------ TASK MATERIAL

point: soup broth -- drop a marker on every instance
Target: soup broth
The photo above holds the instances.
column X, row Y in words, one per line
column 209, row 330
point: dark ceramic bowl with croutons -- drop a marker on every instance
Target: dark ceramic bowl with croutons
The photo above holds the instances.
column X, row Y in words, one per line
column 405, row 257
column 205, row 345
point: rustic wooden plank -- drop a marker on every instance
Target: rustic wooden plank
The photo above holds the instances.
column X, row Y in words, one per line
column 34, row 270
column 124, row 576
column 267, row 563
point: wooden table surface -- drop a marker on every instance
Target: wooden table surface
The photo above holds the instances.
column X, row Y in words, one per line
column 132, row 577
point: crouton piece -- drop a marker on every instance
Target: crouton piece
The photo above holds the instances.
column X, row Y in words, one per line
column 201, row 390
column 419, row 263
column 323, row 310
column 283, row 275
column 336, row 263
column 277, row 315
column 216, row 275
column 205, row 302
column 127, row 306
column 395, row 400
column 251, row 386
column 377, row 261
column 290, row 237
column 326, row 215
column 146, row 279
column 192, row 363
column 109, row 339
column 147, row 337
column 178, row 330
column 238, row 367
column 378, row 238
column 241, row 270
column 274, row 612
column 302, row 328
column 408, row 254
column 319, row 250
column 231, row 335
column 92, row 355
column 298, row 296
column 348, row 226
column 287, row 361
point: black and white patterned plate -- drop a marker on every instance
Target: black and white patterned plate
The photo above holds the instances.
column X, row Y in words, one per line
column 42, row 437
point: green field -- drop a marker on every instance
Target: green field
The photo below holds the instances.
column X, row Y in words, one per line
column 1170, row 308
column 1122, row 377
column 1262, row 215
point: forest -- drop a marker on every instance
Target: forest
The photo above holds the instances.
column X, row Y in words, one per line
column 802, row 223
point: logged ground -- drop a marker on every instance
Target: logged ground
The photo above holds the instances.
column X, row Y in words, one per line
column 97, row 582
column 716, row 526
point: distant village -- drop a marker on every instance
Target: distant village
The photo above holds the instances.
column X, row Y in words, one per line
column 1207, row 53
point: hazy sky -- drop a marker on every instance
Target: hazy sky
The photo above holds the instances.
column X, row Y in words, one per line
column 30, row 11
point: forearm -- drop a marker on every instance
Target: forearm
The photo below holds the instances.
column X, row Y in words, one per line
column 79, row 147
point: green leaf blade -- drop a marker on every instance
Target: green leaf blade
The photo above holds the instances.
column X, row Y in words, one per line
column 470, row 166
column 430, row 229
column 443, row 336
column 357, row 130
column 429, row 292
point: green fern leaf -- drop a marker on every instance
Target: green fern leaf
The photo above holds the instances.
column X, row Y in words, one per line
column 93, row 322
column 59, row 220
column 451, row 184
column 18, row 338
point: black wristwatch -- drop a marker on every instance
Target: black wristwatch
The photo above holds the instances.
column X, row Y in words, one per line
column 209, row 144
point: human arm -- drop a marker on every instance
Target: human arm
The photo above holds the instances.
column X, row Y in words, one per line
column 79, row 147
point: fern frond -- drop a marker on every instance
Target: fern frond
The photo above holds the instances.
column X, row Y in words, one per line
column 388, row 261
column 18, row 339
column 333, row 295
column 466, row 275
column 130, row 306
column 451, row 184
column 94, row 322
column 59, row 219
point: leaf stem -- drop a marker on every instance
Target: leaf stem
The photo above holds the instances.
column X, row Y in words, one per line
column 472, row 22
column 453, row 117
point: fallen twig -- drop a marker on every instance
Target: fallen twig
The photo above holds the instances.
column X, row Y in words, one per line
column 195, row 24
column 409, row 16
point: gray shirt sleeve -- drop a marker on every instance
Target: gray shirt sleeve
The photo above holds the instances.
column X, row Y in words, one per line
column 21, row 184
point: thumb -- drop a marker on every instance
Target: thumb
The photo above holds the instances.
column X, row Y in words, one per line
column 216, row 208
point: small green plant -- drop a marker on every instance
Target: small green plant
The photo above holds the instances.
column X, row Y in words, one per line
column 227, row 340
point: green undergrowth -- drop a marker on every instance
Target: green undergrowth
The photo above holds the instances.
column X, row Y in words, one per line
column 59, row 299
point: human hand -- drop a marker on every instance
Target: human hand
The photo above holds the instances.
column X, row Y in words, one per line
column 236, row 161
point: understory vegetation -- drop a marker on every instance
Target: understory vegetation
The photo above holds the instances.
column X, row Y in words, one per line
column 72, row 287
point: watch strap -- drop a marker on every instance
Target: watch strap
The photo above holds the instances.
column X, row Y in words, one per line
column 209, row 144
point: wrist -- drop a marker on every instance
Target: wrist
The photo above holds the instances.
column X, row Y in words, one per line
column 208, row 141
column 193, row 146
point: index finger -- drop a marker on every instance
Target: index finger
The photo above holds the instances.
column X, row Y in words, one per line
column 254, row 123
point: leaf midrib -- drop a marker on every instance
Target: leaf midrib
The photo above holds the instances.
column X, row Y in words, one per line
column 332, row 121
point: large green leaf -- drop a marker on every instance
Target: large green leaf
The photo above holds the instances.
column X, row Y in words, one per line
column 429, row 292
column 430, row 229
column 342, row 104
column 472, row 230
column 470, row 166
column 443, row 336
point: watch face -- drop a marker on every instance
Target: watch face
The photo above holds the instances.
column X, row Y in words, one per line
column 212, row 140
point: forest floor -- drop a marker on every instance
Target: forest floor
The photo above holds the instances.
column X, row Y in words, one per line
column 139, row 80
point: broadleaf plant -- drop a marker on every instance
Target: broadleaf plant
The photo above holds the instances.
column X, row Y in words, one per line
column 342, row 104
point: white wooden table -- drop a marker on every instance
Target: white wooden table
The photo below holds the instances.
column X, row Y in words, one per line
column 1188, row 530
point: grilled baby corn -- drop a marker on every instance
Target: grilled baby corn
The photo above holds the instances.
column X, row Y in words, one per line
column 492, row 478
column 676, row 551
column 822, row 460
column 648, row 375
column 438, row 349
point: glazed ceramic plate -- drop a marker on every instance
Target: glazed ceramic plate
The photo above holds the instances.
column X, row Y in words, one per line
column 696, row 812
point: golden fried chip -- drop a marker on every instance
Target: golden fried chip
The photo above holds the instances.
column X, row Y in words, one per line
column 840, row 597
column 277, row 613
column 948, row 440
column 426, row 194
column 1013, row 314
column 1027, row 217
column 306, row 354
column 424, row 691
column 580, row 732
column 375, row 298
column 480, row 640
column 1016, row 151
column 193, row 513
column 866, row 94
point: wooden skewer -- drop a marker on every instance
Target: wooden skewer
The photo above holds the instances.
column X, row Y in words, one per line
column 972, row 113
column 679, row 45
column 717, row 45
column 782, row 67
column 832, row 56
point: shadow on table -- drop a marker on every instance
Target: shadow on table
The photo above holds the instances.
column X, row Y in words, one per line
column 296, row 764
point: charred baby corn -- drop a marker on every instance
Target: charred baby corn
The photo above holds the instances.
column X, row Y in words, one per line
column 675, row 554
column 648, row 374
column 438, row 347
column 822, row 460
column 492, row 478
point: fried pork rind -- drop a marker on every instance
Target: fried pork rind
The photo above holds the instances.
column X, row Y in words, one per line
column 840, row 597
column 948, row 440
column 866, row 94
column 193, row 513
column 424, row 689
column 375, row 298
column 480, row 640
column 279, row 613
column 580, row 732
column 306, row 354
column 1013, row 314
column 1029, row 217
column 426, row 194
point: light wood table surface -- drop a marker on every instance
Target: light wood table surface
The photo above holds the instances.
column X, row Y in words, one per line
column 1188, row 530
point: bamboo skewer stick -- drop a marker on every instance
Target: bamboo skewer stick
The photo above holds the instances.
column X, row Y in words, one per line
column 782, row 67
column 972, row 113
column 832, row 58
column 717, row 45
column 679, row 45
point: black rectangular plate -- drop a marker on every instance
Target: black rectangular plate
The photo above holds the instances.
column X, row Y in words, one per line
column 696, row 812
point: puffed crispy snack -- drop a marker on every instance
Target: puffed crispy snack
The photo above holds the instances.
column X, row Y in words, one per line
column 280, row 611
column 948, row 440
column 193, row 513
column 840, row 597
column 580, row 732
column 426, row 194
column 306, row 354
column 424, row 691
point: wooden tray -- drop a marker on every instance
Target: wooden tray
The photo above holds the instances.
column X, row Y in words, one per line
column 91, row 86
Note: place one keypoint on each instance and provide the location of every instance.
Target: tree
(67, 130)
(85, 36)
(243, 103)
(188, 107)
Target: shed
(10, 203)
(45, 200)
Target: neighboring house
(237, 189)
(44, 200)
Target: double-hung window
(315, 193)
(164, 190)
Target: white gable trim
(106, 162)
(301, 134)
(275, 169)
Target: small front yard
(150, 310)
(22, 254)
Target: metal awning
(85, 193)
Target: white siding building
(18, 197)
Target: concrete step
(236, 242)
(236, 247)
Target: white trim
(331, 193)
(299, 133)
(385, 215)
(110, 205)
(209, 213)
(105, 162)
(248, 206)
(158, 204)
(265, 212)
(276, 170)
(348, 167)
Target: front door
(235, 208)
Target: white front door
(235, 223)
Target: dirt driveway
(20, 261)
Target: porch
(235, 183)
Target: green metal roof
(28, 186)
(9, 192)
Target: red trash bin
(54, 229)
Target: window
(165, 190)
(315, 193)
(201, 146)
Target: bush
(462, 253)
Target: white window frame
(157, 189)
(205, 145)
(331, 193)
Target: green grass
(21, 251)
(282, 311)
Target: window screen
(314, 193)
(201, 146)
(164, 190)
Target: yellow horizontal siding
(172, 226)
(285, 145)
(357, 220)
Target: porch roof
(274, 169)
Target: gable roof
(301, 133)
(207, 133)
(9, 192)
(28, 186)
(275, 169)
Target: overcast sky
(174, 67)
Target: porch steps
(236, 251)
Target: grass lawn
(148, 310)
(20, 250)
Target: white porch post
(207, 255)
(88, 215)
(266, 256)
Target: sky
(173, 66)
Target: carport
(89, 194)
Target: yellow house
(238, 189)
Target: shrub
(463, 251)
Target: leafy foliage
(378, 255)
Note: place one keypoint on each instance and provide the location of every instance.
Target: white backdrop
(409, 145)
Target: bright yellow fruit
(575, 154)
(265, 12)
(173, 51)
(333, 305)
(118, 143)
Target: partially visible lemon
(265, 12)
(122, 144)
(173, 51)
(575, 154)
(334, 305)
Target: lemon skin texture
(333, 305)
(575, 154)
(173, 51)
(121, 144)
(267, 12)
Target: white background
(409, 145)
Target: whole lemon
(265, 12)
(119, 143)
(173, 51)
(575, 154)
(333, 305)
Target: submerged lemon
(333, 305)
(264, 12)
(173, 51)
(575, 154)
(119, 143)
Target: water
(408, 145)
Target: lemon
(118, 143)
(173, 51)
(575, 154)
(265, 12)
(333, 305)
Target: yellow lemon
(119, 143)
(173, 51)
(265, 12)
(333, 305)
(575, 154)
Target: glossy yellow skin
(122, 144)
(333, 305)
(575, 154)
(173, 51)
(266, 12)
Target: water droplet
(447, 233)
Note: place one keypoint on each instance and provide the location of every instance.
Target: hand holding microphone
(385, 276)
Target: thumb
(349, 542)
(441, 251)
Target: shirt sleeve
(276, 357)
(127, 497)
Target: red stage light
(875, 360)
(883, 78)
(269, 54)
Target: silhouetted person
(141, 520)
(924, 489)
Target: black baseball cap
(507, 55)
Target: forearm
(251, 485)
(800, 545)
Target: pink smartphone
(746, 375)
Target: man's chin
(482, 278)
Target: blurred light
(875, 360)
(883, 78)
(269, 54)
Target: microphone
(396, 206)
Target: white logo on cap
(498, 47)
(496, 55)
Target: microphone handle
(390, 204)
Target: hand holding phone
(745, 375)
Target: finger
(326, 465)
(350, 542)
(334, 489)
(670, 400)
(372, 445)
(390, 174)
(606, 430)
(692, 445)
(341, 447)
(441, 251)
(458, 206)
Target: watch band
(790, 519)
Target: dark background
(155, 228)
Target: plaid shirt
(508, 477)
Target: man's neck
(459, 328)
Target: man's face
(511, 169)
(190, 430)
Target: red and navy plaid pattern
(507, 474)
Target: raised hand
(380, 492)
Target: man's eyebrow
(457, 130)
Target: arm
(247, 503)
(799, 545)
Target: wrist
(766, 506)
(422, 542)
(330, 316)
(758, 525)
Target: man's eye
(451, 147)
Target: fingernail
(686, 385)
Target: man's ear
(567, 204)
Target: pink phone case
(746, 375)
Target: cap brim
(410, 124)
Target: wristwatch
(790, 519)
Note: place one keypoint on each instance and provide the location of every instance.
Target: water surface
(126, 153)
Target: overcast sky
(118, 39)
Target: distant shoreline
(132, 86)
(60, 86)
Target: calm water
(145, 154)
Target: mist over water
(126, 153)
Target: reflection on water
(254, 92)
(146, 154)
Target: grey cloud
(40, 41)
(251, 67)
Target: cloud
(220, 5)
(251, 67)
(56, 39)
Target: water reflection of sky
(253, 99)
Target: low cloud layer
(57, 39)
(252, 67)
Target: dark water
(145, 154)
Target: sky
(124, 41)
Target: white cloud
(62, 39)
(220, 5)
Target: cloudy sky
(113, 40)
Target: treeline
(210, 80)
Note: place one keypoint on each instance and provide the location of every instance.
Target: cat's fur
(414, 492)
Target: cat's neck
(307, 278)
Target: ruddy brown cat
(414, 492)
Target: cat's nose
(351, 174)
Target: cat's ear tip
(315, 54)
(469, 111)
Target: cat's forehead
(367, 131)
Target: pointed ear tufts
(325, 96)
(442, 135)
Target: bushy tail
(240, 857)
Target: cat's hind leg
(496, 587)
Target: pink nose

------------

• [DO THIS]:
Convert the data from the line containing "point: understory vegetation" up to and including the line containing "column 72, row 287" into a Markdown table with the columns "Index" and "Line". Give each line its own numbered row and leave out blank lines.

• [ANSWER TO THE PROBLEM]:
| Index | Line |
|---|---|
| 1 | point: understory vegetation -- drop a marker on every instance |
| 2 | Target: understory vegetation |
| 3 | The photo above holds the instances. |
| 4 | column X, row Y in words, one per line |
| 5 | column 72, row 287 |